Should supply chain professionals be worried about the competitiveness and long-term viability of Europe’s chemical sector?
According to a recent report commissioned by Cefic, Europe’s chemical industry association, the answer is a resounding yes: chemical plant closures in Europe surged sixfold since 2022, reaching a cumulative 37 Mt of capacity over the three year period, or around 9% of European production capacity; meanwhile, new investment has collapsed, with announced investment capacity falling from 2.7 Mt in 2022 to just 0.3 Mt in 2025.
Amid imminent closures and declining investment, the industry warns of “a growing asymmetry, potentially leading to a net capacity reduction of -30.2Mt.”
“It’s no longer a question of being five minutes before or after twelve,” said Marco Mensink, Cefic’s Director General. “The sector is under severe stress and breaking.”
The report, conducted by Roland Berger on behalf of Cefic, counted 70 closure announcements in 2025 alone; of these, 56 were for units with known capacity.

**Dataset extract**
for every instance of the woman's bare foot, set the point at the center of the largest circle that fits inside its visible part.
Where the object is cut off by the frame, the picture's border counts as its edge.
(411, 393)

**Exercise requirements**
1 - In the passage on Europe's chemical sector, how many closure announcements did the report count for 2025?
2 - Return the passage on Europe's chemical sector between "The report, conducted" and "with known capacity.", inclusive.

**Responses**
1 - 70 closure announcements.

2 -
The report, conducted by Roland Berger on behalf of Cefic, counted 70 closure announcements in 2025 alone; of these, 56 were for units with known capacity.